+++ Data rows
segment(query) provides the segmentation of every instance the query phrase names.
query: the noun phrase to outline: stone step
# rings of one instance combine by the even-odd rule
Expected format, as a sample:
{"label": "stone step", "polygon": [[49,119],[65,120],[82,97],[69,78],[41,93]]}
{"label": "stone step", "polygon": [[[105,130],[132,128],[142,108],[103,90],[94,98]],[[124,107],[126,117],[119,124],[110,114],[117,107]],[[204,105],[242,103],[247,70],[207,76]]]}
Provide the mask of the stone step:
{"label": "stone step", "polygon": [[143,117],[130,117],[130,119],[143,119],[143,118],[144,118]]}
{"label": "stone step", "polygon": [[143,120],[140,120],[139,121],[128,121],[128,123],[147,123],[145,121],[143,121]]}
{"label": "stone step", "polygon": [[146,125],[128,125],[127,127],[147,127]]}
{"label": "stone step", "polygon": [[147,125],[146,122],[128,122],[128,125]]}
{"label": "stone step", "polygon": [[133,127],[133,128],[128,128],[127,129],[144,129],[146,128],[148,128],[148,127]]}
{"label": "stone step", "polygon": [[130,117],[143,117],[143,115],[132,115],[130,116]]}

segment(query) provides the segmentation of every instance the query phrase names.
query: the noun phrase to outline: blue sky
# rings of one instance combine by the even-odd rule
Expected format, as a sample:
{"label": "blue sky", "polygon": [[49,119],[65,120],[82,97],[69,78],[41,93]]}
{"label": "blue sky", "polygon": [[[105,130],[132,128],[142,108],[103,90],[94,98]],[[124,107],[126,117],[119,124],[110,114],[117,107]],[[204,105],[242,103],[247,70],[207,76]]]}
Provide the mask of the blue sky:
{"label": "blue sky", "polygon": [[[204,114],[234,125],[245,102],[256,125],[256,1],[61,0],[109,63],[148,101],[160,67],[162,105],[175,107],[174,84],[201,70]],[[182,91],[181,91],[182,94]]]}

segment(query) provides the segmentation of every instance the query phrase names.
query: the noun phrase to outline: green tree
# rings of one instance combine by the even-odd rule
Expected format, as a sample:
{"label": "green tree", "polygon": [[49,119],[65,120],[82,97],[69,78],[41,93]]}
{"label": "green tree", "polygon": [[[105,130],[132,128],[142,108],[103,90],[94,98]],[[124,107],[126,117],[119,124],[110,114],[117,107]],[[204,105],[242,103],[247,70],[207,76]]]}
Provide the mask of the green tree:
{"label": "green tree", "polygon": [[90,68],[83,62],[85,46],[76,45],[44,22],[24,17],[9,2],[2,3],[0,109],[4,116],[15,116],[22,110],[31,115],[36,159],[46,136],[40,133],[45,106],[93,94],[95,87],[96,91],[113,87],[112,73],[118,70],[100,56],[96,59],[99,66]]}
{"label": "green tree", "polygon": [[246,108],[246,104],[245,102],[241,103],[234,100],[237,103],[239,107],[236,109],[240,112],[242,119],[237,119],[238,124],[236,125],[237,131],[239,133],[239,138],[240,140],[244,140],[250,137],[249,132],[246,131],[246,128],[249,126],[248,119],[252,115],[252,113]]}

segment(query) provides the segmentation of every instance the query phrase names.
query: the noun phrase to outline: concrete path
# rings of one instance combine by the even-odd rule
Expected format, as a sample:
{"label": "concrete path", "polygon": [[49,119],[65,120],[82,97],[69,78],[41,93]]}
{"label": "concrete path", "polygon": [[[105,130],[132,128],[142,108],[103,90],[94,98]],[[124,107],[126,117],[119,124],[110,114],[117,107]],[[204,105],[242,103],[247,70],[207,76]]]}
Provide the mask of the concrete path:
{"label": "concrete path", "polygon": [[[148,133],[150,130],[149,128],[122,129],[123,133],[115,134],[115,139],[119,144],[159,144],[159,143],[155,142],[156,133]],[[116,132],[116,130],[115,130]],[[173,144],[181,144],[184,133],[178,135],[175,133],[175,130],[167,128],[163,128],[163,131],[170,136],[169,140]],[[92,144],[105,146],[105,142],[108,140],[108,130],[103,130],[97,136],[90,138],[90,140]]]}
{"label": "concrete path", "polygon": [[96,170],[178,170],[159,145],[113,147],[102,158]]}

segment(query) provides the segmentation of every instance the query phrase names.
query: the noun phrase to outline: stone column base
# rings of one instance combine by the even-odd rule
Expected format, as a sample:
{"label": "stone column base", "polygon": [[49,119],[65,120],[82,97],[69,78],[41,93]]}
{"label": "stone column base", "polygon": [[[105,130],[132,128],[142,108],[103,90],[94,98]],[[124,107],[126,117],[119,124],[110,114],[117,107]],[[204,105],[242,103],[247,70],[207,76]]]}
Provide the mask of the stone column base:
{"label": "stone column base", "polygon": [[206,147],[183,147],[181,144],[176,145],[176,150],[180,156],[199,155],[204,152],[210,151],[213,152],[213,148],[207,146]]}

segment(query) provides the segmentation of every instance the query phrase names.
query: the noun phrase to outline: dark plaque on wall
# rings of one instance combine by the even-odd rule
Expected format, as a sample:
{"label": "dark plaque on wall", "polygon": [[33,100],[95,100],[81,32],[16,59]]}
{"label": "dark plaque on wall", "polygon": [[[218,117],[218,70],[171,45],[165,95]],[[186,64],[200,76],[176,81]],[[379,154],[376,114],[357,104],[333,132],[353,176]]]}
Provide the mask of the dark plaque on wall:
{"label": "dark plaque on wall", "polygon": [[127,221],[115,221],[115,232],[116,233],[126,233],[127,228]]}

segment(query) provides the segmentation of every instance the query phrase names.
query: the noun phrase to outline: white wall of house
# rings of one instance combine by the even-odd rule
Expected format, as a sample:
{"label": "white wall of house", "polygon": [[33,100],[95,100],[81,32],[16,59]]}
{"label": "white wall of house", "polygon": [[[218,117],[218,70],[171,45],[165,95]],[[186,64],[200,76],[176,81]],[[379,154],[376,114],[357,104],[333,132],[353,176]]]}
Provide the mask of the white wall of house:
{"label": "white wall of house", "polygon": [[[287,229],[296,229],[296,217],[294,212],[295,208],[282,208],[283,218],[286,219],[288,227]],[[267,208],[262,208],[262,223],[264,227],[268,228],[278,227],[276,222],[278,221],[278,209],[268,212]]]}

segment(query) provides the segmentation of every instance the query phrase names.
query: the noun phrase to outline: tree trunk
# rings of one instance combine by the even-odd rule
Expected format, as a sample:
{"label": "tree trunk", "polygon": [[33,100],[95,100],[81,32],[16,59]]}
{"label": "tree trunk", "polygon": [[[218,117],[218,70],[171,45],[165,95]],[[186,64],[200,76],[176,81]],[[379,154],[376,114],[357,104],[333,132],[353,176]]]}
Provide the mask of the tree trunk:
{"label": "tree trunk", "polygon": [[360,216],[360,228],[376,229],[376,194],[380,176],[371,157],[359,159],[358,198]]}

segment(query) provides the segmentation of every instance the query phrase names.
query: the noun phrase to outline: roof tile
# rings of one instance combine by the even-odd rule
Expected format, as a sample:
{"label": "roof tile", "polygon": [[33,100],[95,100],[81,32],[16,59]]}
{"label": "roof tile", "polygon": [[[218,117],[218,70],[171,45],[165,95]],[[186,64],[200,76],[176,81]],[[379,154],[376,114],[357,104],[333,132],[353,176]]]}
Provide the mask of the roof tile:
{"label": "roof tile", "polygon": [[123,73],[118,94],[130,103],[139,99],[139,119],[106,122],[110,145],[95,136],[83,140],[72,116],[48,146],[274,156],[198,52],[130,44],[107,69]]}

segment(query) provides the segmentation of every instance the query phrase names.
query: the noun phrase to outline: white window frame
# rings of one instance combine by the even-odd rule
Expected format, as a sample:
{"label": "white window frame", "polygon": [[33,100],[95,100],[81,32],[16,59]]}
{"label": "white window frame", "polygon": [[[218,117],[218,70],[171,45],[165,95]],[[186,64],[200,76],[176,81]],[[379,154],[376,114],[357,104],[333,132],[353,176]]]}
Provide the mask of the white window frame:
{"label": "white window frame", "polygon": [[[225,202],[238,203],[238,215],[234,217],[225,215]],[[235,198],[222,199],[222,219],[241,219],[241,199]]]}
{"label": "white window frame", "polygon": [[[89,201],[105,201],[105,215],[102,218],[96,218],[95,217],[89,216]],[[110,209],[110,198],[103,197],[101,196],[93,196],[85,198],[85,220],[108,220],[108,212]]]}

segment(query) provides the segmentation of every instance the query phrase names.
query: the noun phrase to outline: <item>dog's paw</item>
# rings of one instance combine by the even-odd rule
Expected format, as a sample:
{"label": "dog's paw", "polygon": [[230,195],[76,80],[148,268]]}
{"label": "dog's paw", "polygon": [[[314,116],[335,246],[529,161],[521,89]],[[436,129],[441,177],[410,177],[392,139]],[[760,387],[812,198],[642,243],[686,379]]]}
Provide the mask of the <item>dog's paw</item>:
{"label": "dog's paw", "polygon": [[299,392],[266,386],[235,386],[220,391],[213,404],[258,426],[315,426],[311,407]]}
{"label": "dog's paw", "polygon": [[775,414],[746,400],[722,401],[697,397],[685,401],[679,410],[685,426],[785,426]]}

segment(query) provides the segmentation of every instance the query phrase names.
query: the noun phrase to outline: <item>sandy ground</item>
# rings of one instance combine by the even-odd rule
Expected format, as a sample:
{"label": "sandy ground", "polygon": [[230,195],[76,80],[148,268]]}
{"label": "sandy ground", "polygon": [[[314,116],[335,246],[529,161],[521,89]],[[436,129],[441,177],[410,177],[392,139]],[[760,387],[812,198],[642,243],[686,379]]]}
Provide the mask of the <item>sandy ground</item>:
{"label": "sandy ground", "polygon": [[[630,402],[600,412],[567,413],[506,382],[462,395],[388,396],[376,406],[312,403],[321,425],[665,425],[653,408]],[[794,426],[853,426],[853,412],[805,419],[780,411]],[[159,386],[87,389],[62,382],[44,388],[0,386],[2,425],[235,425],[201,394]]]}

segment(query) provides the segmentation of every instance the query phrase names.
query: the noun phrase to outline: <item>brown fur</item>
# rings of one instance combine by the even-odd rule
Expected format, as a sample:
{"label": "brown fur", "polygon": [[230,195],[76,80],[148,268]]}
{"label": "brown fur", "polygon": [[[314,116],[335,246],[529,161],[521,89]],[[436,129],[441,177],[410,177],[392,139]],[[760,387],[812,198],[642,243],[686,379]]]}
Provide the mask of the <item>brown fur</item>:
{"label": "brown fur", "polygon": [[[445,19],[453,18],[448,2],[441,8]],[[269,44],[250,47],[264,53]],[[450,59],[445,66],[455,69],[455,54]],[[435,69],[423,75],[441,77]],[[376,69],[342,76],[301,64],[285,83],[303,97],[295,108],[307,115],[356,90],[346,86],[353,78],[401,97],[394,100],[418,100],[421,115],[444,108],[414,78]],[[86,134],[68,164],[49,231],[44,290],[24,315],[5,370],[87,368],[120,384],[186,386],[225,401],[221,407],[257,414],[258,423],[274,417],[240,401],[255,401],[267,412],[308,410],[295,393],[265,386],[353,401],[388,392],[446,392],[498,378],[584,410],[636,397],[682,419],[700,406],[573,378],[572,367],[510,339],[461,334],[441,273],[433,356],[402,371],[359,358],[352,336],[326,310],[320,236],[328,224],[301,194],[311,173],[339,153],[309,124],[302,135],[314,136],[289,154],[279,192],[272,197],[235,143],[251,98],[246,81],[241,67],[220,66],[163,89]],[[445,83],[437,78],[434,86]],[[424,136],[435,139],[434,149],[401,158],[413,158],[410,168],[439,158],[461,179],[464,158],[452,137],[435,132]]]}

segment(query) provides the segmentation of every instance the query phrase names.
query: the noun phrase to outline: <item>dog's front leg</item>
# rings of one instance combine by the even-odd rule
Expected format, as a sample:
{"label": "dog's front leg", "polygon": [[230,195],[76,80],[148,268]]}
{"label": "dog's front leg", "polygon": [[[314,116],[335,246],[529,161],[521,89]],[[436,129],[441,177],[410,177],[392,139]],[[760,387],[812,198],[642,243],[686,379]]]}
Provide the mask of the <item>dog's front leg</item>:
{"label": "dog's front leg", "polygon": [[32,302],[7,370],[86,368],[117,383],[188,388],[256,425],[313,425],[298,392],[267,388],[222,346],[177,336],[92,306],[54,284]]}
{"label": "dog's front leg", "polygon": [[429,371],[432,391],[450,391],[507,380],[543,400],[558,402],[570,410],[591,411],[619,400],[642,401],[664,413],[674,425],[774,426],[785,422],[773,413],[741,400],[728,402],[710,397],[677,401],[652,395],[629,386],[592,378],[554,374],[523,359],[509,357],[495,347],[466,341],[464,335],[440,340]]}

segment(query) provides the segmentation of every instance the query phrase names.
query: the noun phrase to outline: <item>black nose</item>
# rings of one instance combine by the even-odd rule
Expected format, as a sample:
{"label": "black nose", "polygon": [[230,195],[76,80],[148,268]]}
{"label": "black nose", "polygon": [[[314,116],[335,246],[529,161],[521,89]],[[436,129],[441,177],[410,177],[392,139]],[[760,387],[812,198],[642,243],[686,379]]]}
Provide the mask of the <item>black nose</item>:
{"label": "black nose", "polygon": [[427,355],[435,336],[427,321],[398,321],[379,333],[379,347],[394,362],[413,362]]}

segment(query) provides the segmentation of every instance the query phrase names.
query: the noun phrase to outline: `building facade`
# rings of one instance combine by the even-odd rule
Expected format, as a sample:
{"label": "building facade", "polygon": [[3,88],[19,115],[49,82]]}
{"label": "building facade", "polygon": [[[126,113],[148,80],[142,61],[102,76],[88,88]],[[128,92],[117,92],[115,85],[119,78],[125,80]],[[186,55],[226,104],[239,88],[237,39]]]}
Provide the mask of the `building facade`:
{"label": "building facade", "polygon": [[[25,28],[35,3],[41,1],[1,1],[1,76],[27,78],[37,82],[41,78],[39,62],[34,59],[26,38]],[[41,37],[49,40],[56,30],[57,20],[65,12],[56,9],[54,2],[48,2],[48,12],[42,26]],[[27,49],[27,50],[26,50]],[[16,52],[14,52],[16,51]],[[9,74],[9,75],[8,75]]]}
++++++
• What you will do: Pull out every line of the records that contains the word "base".

• Task solution:
query: the noun phrase to outline: stone column base
{"label": "stone column base", "polygon": [[49,119],[65,120],[82,97],[69,78],[41,93]]}
{"label": "stone column base", "polygon": [[[105,130],[132,128],[142,108],[103,90],[94,98]],[[124,107],[126,117],[119,124],[110,114],[117,107]],[[204,105],[242,103],[247,70],[207,76]]]}
Provide the mask of the stone column base:
{"label": "stone column base", "polygon": [[206,147],[183,147],[181,144],[176,145],[176,150],[180,156],[199,155],[204,152],[210,151],[213,152],[213,148],[207,146]]}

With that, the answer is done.